» **Directions**
Every record below, from first to last, should be copied exactly; leave the pictures out.

» **Point-per-instance localization data**

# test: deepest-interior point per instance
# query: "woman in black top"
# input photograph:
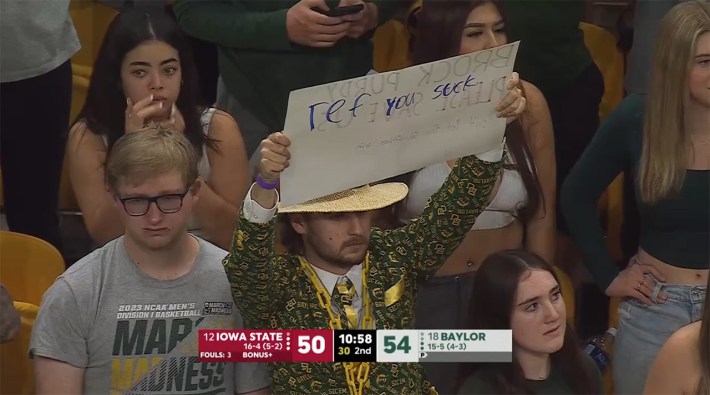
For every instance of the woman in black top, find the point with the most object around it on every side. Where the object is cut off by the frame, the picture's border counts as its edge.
(517, 290)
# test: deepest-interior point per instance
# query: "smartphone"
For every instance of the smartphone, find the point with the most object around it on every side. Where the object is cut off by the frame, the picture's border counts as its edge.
(341, 11)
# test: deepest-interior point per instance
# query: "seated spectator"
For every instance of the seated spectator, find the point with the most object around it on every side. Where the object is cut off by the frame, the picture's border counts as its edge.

» **Answer below**
# test: deepest-interior point per instance
# query: "woman in black top"
# input photograph:
For every instance of the woman in black top, find the point with the most object around it on every side. Where the object is cut off by the frame, the picture's border counts as its edge.
(517, 290)
# test: deepest-interior point per instance
# query: "smartphone"
For every instance of the smartphone, find the point with the most object around it on every side. Where the object is cut off by the frame, the picture's border counts as its edge.
(341, 11)
# test: deepest-interior point per instance
# query: "seated spectator"
For every instance of the seated spectator, find the point with the most object around it on every side. Where the object is cut off by the frame, the picture's border counts as its edge.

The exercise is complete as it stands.